_Activity_.
The reply has to contain each record exactly as written.

Records from a collection
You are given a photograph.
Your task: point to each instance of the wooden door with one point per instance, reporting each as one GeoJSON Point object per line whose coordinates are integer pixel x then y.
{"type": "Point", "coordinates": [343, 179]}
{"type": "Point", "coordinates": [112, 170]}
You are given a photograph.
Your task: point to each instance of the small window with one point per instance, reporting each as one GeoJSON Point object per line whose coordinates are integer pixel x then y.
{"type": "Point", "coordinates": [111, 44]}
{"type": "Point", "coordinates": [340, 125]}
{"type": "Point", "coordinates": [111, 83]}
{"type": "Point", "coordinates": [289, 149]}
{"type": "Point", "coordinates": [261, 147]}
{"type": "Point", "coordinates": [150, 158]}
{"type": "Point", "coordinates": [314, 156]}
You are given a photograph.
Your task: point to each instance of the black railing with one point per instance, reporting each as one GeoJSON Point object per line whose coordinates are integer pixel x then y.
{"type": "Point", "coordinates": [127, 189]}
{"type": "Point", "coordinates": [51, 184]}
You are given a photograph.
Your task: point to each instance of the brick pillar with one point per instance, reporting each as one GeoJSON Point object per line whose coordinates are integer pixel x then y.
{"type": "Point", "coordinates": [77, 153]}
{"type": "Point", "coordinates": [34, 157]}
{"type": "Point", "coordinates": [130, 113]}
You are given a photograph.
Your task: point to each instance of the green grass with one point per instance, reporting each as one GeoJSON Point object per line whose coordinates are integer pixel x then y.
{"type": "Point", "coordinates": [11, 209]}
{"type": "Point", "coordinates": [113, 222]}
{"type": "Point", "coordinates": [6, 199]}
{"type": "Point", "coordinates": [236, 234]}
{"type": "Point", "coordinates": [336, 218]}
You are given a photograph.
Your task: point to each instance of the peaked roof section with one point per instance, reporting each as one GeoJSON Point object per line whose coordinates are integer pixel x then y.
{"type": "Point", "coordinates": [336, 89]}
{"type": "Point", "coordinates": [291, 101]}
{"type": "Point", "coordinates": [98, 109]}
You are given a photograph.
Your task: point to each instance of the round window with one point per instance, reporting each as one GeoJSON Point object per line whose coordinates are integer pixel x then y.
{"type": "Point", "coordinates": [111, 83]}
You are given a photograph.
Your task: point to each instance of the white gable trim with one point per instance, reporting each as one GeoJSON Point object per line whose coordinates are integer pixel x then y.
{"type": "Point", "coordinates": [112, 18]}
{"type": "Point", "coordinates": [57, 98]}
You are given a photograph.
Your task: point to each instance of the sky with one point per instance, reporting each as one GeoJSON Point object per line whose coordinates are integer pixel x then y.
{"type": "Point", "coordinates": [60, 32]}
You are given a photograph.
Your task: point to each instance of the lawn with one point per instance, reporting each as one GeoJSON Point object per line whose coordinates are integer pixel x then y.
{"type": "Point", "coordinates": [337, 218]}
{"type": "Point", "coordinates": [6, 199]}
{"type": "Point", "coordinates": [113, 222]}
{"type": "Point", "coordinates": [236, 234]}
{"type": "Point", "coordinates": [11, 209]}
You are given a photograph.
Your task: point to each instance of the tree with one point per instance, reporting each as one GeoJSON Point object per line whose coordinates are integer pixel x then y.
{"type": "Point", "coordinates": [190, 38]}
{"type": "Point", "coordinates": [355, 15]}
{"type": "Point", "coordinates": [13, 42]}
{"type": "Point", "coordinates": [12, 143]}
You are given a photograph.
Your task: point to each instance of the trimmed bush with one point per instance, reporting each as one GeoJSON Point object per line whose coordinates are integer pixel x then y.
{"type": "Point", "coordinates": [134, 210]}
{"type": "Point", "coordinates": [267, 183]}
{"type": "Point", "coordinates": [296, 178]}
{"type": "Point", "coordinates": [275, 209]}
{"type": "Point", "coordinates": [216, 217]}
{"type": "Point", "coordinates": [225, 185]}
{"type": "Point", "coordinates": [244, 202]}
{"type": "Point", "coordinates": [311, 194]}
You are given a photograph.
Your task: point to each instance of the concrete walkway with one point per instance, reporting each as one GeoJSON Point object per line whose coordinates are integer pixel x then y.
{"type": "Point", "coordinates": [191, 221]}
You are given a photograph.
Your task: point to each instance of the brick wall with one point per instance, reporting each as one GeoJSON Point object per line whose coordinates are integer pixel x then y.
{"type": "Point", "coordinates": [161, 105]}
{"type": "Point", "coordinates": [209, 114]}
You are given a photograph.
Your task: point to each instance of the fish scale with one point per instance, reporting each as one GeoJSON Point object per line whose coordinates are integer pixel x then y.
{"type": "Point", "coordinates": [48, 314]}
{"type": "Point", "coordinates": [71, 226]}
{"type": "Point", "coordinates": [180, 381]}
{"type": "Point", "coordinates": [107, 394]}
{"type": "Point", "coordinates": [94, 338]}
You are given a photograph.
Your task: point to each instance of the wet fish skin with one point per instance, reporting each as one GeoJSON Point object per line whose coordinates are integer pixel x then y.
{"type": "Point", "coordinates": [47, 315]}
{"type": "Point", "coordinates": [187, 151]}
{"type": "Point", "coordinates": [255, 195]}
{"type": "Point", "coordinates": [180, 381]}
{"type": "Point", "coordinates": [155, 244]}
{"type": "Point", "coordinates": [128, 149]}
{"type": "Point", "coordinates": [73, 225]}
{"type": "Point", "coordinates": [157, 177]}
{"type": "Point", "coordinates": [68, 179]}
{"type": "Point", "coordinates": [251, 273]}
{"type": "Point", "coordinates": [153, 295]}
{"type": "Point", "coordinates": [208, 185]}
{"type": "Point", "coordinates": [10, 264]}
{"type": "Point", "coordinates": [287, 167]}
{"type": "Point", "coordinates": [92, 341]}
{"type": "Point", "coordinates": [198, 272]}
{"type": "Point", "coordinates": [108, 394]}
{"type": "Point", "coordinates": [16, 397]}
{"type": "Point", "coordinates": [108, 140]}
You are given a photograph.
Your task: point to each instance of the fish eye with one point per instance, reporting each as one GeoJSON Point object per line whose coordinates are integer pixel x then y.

_Response area_.
You are given a photograph.
Your task: point to each instance of the wooden door with one point per instance, reporting each as one GeoJSON Point object per line whose coordinates are integer pixel x then y.
{"type": "Point", "coordinates": [343, 179]}
{"type": "Point", "coordinates": [112, 170]}
You are given a photograph.
Your task: point to each instance of the small window with one point per instance, reporting each as one GeoJSON Point object per line whose coordinates are integer pixel x then y.
{"type": "Point", "coordinates": [111, 44]}
{"type": "Point", "coordinates": [340, 125]}
{"type": "Point", "coordinates": [111, 83]}
{"type": "Point", "coordinates": [289, 149]}
{"type": "Point", "coordinates": [261, 147]}
{"type": "Point", "coordinates": [150, 158]}
{"type": "Point", "coordinates": [314, 156]}
You are given a photograph.
Your task: point to each instance of the black railing with one point per instance, reporting each as one GeoJSON Point object per line whose coordinates are integer pixel x then y.
{"type": "Point", "coordinates": [127, 189]}
{"type": "Point", "coordinates": [51, 184]}
You are given a photograph.
Your task: point to each instance of the brick pillar with one point per instance, reporting each as one GeoJSON Point object per line whose coordinates are integer pixel x then y.
{"type": "Point", "coordinates": [77, 153]}
{"type": "Point", "coordinates": [34, 157]}
{"type": "Point", "coordinates": [130, 113]}
You are given a photograph.
Your task: point to each instance of the green grass with one point per instance, reporting each as one GeoJSON Point object per line whose coordinates are integer pixel x then y.
{"type": "Point", "coordinates": [11, 209]}
{"type": "Point", "coordinates": [113, 222]}
{"type": "Point", "coordinates": [6, 199]}
{"type": "Point", "coordinates": [236, 234]}
{"type": "Point", "coordinates": [336, 218]}
You are given a photograph.
Your task: point to each instance of the peaked roof section with one point per instance, reporting each as one GeoJSON Point object per line whose coordinates are integer pixel x then y.
{"type": "Point", "coordinates": [336, 89]}
{"type": "Point", "coordinates": [291, 101]}
{"type": "Point", "coordinates": [98, 109]}
You are given a photograph.
Your task: point to each instance of the round window with one point per instance, reporting each as one GeoJSON Point object per line whose coordinates are integer pixel x then y.
{"type": "Point", "coordinates": [111, 83]}
You are given a photograph.
Your task: point to each instance of the white gable trim with one point per instance, reporting each as one GeoJSON Point object per line whose coordinates are integer pixel x then y.
{"type": "Point", "coordinates": [112, 18]}
{"type": "Point", "coordinates": [57, 98]}
You are given a photograph.
Your task: point to each instance of the sky with one point per instance, reporting each as one GeoJSON Point object per line whose coordinates are integer pixel x then y.
{"type": "Point", "coordinates": [60, 32]}
You are given a photograph.
Your task: point to each instance of the lawn with one point per instance, reporting each as one GeoJSON Point object per line whose coordinates are integer pixel x then y.
{"type": "Point", "coordinates": [337, 218]}
{"type": "Point", "coordinates": [6, 199]}
{"type": "Point", "coordinates": [113, 222]}
{"type": "Point", "coordinates": [236, 234]}
{"type": "Point", "coordinates": [11, 209]}
You are given a photograph.
Your task: point to each instance of the tree with one point per instance, reporting each as one GeoJSON Point object per line whose coordinates are integer pixel x then y.
{"type": "Point", "coordinates": [190, 38]}
{"type": "Point", "coordinates": [355, 15]}
{"type": "Point", "coordinates": [13, 42]}
{"type": "Point", "coordinates": [12, 143]}
You are given a photograph.
Your task: point to each instance of the trimmed bush with one point per instance, reporting each as one GeoJSON Point object per line whose coordinates are integer pixel x then y.
{"type": "Point", "coordinates": [134, 210]}
{"type": "Point", "coordinates": [267, 183]}
{"type": "Point", "coordinates": [296, 178]}
{"type": "Point", "coordinates": [275, 209]}
{"type": "Point", "coordinates": [216, 217]}
{"type": "Point", "coordinates": [225, 185]}
{"type": "Point", "coordinates": [244, 202]}
{"type": "Point", "coordinates": [311, 194]}
You are given a photograph.
Your task: point to each instance of the concrete walkway with one point per instance, reporting each as one GeoJSON Point object per line whose coordinates are integer pixel x then y.
{"type": "Point", "coordinates": [191, 221]}
You are given a photograph.
Your task: point to each instance of the brick wall with one point per instance, reporting each as one GeoJSON Point object per line whose coordinates are integer pixel x then y.
{"type": "Point", "coordinates": [161, 105]}
{"type": "Point", "coordinates": [209, 114]}
You are given a photograph.
Your task: point to each instance of the fish scale with one point per instance, reporting each as one GeoJSON Point object per line whose coordinates are integer pixel x then y.
{"type": "Point", "coordinates": [48, 314]}
{"type": "Point", "coordinates": [71, 226]}
{"type": "Point", "coordinates": [180, 381]}
{"type": "Point", "coordinates": [107, 394]}
{"type": "Point", "coordinates": [94, 338]}
You are given a photograph.
Your task: point to each instance of the wet fish skin with one point per instance, reporting each as one GeoJSON Point object per line whose coordinates are integer pixel x then y.
{"type": "Point", "coordinates": [47, 315]}
{"type": "Point", "coordinates": [187, 151]}
{"type": "Point", "coordinates": [255, 195]}
{"type": "Point", "coordinates": [180, 381]}
{"type": "Point", "coordinates": [155, 244]}
{"type": "Point", "coordinates": [128, 149]}
{"type": "Point", "coordinates": [73, 225]}
{"type": "Point", "coordinates": [157, 177]}
{"type": "Point", "coordinates": [68, 179]}
{"type": "Point", "coordinates": [251, 273]}
{"type": "Point", "coordinates": [153, 295]}
{"type": "Point", "coordinates": [208, 185]}
{"type": "Point", "coordinates": [10, 264]}
{"type": "Point", "coordinates": [287, 167]}
{"type": "Point", "coordinates": [92, 341]}
{"type": "Point", "coordinates": [198, 272]}
{"type": "Point", "coordinates": [108, 394]}
{"type": "Point", "coordinates": [16, 397]}
{"type": "Point", "coordinates": [108, 140]}
You are given a photograph.
Your task: point to each instance of the fish eye with one point per instance, reporting each as one GeoJSON Point object per line whose coordinates are integer pixel x then y.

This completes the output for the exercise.